• **Извлечённые данные**:
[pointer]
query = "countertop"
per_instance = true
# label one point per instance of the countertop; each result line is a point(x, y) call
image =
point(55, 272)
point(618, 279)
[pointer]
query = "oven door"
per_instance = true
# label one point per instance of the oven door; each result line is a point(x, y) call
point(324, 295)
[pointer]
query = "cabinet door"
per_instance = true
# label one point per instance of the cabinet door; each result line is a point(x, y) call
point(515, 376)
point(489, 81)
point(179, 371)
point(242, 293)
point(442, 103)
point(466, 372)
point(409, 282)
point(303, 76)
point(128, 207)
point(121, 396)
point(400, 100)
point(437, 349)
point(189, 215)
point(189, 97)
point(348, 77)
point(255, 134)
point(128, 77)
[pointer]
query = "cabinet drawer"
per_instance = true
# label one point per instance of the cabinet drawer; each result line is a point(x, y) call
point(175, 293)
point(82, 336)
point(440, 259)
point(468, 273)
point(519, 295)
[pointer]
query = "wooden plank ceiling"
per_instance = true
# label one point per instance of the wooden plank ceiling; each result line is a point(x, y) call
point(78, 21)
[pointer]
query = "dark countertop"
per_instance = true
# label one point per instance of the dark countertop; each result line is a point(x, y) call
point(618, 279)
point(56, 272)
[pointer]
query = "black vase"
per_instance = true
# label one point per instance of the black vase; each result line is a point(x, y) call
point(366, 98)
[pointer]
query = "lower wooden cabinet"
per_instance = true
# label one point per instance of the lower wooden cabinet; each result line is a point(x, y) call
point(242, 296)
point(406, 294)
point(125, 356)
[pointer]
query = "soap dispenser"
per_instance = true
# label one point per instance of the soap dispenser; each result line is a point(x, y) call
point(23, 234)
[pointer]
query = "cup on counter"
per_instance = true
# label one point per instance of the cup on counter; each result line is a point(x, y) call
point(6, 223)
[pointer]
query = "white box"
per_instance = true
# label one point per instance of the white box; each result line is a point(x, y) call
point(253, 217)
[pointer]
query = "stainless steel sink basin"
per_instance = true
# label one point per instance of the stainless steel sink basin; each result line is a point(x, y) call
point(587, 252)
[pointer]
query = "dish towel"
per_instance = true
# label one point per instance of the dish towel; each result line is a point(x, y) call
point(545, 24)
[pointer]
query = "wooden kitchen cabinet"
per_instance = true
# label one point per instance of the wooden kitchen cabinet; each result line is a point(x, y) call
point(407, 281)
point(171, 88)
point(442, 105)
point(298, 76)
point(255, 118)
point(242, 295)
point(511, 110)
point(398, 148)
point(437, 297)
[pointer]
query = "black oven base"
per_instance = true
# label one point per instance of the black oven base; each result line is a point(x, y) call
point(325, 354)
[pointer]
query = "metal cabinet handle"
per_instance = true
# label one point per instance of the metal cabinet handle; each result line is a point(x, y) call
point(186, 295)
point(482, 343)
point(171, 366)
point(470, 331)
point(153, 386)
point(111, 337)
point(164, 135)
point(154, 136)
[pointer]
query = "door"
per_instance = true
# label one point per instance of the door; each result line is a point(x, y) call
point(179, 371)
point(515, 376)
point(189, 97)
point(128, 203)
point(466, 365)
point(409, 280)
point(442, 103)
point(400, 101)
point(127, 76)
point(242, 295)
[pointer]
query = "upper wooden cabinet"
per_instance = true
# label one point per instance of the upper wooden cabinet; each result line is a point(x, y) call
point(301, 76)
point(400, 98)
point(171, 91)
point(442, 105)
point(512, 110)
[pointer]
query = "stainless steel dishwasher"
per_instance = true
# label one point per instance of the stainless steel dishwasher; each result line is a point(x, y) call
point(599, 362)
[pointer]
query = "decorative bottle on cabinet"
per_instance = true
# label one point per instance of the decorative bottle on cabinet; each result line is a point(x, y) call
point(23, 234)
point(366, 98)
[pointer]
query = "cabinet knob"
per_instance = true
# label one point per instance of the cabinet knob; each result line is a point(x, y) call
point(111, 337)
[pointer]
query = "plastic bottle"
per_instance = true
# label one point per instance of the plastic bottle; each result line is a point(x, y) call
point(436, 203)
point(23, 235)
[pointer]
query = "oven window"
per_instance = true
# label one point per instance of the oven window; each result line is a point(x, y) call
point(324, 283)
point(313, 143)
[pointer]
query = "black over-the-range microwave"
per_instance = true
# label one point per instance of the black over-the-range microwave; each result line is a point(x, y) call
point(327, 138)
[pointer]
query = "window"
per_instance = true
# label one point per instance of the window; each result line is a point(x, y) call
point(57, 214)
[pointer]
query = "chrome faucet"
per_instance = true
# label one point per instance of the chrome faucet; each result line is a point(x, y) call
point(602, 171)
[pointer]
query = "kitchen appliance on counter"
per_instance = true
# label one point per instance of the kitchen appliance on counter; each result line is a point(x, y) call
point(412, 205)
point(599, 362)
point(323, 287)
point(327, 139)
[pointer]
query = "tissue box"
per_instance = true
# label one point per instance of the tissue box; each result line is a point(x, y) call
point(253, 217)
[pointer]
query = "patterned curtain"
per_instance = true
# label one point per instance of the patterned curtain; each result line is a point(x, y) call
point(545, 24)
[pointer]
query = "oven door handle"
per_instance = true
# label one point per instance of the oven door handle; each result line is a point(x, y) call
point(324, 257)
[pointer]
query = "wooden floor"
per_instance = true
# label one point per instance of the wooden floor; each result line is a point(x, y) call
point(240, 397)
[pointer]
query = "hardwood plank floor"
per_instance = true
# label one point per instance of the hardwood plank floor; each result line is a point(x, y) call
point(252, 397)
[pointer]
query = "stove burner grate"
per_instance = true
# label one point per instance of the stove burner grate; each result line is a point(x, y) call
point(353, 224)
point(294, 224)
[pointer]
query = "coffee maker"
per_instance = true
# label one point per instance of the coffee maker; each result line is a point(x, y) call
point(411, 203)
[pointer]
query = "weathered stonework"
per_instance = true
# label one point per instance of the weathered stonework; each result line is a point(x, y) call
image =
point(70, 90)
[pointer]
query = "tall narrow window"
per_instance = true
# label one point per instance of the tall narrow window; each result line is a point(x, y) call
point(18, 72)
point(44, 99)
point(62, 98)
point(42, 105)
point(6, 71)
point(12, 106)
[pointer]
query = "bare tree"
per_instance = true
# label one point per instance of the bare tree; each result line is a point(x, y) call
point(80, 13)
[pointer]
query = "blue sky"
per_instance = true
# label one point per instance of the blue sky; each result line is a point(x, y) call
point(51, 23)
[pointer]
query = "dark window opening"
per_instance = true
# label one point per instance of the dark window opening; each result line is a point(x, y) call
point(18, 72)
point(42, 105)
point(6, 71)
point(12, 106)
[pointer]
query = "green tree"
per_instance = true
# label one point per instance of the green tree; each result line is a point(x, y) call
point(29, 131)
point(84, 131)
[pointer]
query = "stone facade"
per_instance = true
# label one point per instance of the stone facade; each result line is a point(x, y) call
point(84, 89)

• **Что требуется**: Преобразуйте все строки приведённых выше записей в список строк JSON, отводя каждой строке отдельное значение. Пустые строки в список не включайте.

• **Ответ**:
[
  "[pointer]",
  "query = \"countertop\"",
  "per_instance = true",
  "# label one point per instance of the countertop; each result line is a point(x, y) call",
  "image =",
  "point(55, 272)",
  "point(618, 279)",
  "[pointer]",
  "query = \"oven door\"",
  "per_instance = true",
  "# label one point per instance of the oven door; each result line is a point(x, y) call",
  "point(324, 295)",
  "[pointer]",
  "query = \"cabinet door\"",
  "per_instance = true",
  "# label one point per instance of the cabinet door; each result line is a point(x, y) call",
  "point(515, 376)",
  "point(489, 81)",
  "point(179, 371)",
  "point(242, 293)",
  "point(442, 103)",
  "point(466, 372)",
  "point(409, 282)",
  "point(303, 76)",
  "point(128, 207)",
  "point(121, 396)",
  "point(400, 100)",
  "point(437, 349)",
  "point(189, 215)",
  "point(189, 97)",
  "point(348, 77)",
  "point(255, 134)",
  "point(128, 77)",
  "[pointer]",
  "query = \"cabinet drawer\"",
  "per_instance = true",
  "# label one point per instance of the cabinet drawer; each result line is a point(x, y) call",
  "point(175, 293)",
  "point(82, 336)",
  "point(440, 259)",
  "point(468, 273)",
  "point(519, 295)",
  "[pointer]",
  "query = \"wooden plank ceiling\"",
  "per_instance = true",
  "# label one point per instance of the wooden plank ceiling; each result line is a point(x, y) call",
  "point(78, 21)",
  "[pointer]",
  "query = \"dark countertop\"",
  "per_instance = true",
  "# label one point per instance of the dark countertop; each result line is a point(x, y) call",
  "point(618, 279)",
  "point(56, 272)",
  "[pointer]",
  "query = \"black vase\"",
  "per_instance = true",
  "# label one point per instance of the black vase; each result line is a point(x, y) call",
  "point(366, 98)",
  "[pointer]",
  "query = \"lower wooden cabinet\"",
  "per_instance = true",
  "# label one point per instance of the lower wooden cabinet; each result line is a point(x, y) call",
  "point(242, 296)",
  "point(406, 294)",
  "point(125, 356)",
  "[pointer]",
  "query = \"soap dispenser\"",
  "per_instance = true",
  "# label one point per instance of the soap dispenser; each result line is a point(x, y) call",
  "point(23, 234)",
  "[pointer]",
  "query = \"cup on counter\"",
  "per_instance = true",
  "# label one point per instance of the cup on counter; each result line is a point(x, y) call",
  "point(6, 223)",
  "[pointer]",
  "query = \"white box\"",
  "per_instance = true",
  "# label one point per instance of the white box; each result line is a point(x, y) call",
  "point(253, 217)",
  "[pointer]",
  "query = \"stainless steel sink basin\"",
  "per_instance = true",
  "# label one point per instance of the stainless steel sink basin; each result line is a point(x, y) call",
  "point(587, 252)",
  "[pointer]",
  "query = \"dish towel\"",
  "per_instance = true",
  "# label one point per instance of the dish towel; each result line is a point(x, y) call",
  "point(545, 24)",
  "[pointer]",
  "query = \"wooden kitchen cabinet\"",
  "per_instance = true",
  "# label one point per instance of the wooden kitchen cabinet; each result line is a point(x, y) call",
  "point(407, 281)",
  "point(171, 88)",
  "point(442, 105)",
  "point(298, 76)",
  "point(255, 118)",
  "point(242, 295)",
  "point(511, 110)",
  "point(398, 148)",
  "point(437, 297)",
  "[pointer]",
  "query = \"black oven base\"",
  "per_instance = true",
  "# label one point per instance of the black oven base; each result line is a point(x, y) call",
  "point(325, 354)",
  "[pointer]",
  "query = \"metal cabinet handle\"",
  "per_instance = true",
  "# label one point per instance of the metal cabinet handle; each result line is a point(x, y) call",
  "point(186, 295)",
  "point(482, 343)",
  "point(171, 366)",
  "point(470, 331)",
  "point(153, 386)",
  "point(111, 337)",
  "point(164, 135)",
  "point(154, 136)",
  "[pointer]",
  "query = \"door\"",
  "per_instance = true",
  "# label one point per instance of the door; each result line is a point(x, y) call",
  "point(179, 371)",
  "point(515, 376)",
  "point(189, 97)",
  "point(128, 203)",
  "point(466, 365)",
  "point(409, 280)",
  "point(442, 103)",
  "point(400, 101)",
  "point(127, 76)",
  "point(242, 295)",
  "[pointer]",
  "query = \"upper wooden cabinet\"",
  "per_instance = true",
  "# label one point per instance of the upper wooden cabinet; each result line is a point(x, y) call",
  "point(301, 76)",
  "point(400, 98)",
  "point(171, 91)",
  "point(442, 105)",
  "point(512, 110)",
  "[pointer]",
  "query = \"stainless steel dishwasher\"",
  "per_instance = true",
  "# label one point per instance of the stainless steel dishwasher; each result line is a point(x, y) call",
  "point(599, 362)",
  "[pointer]",
  "query = \"decorative bottle on cabinet\"",
  "per_instance = true",
  "# label one point per instance of the decorative bottle on cabinet; each result line is a point(x, y) call",
  "point(23, 234)",
  "point(366, 98)",
  "[pointer]",
  "query = \"cabinet knob\"",
  "per_instance = true",
  "# label one point per instance of the cabinet knob; each result line is a point(x, y) call",
  "point(111, 337)",
  "[pointer]",
  "query = \"plastic bottle\"",
  "per_instance = true",
  "# label one point per instance of the plastic bottle; each result line is a point(x, y) call",
  "point(436, 203)",
  "point(23, 235)",
  "[pointer]",
  "query = \"oven window\"",
  "per_instance = true",
  "# label one point per instance of the oven window; each result line is a point(x, y) call",
  "point(324, 283)",
  "point(313, 143)",
  "[pointer]",
  "query = \"black over-the-range microwave\"",
  "per_instance = true",
  "# label one point per instance of the black over-the-range microwave; each result line is a point(x, y) call",
  "point(327, 138)",
  "[pointer]",
  "query = \"window\"",
  "per_instance = true",
  "# label one point per instance of the window; each result line is a point(x, y) call",
  "point(57, 214)",
  "[pointer]",
  "query = \"chrome faucet\"",
  "per_instance = true",
  "# label one point per instance of the chrome faucet; each result line is a point(x, y) call",
  "point(602, 171)",
  "[pointer]",
  "query = \"kitchen appliance on counter\"",
  "per_instance = true",
  "# label one point per instance of the kitchen appliance on counter; each result line is a point(x, y) call",
  "point(412, 205)",
  "point(599, 362)",
  "point(323, 287)",
  "point(327, 139)",
  "[pointer]",
  "query = \"tissue box\"",
  "per_instance = true",
  "# label one point per instance of the tissue box; each result line is a point(x, y) call",
  "point(253, 217)",
  "[pointer]",
  "query = \"patterned curtain\"",
  "per_instance = true",
  "# label one point per instance of the patterned curtain; each result line is a point(x, y) call",
  "point(545, 24)",
  "[pointer]",
  "query = \"oven door handle\"",
  "per_instance = true",
  "# label one point per instance of the oven door handle; each result line is a point(x, y) call",
  "point(324, 257)",
  "[pointer]",
  "query = \"wooden floor\"",
  "per_instance = true",
  "# label one point per instance of the wooden floor; each result line is a point(x, y) call",
  "point(240, 397)",
  "[pointer]",
  "query = \"hardwood plank floor\"",
  "per_instance = true",
  "# label one point per instance of the hardwood plank floor; each result line is a point(x, y) call",
  "point(252, 397)",
  "[pointer]",
  "query = \"stove burner grate\"",
  "per_instance = true",
  "# label one point per instance of the stove burner grate; each result line is a point(x, y) call",
  "point(353, 224)",
  "point(294, 224)",
  "[pointer]",
  "query = \"coffee maker\"",
  "per_instance = true",
  "# label one point per instance of the coffee maker; each result line is a point(x, y) call",
  "point(411, 203)",
  "[pointer]",
  "query = \"weathered stonework\"",
  "per_instance = true",
  "# label one point per instance of the weathered stonework; each result line is a point(x, y) call",
  "image =",
  "point(70, 90)",
  "[pointer]",
  "query = \"tall narrow window\"",
  "per_instance = true",
  "# label one point per instance of the tall narrow window; each result line is a point(x, y) call",
  "point(18, 72)",
  "point(44, 99)",
  "point(62, 98)",
  "point(42, 105)",
  "point(6, 71)",
  "point(12, 106)",
  "[pointer]",
  "query = \"bare tree\"",
  "per_instance = true",
  "# label one point per instance of the bare tree; each result line is a point(x, y) call",
  "point(80, 13)",
  "[pointer]",
  "query = \"blue sky\"",
  "per_instance = true",
  "# label one point per instance of the blue sky; each result line is a point(x, y) call",
  "point(51, 23)",
  "[pointer]",
  "query = \"dark window opening\"",
  "per_instance = true",
  "# label one point per instance of the dark window opening; each result line is a point(x, y) call",
  "point(18, 72)",
  "point(42, 105)",
  "point(6, 71)",
  "point(12, 106)",
  "[pointer]",
  "query = \"green tree\"",
  "per_instance = true",
  "# label one point per instance of the green tree; each result line is a point(x, y) call",
  "point(29, 131)",
  "point(84, 131)",
  "[pointer]",
  "query = \"stone facade\"",
  "per_instance = true",
  "# label one point per instance of the stone facade; each result line is a point(x, y) call",
  "point(84, 89)"
]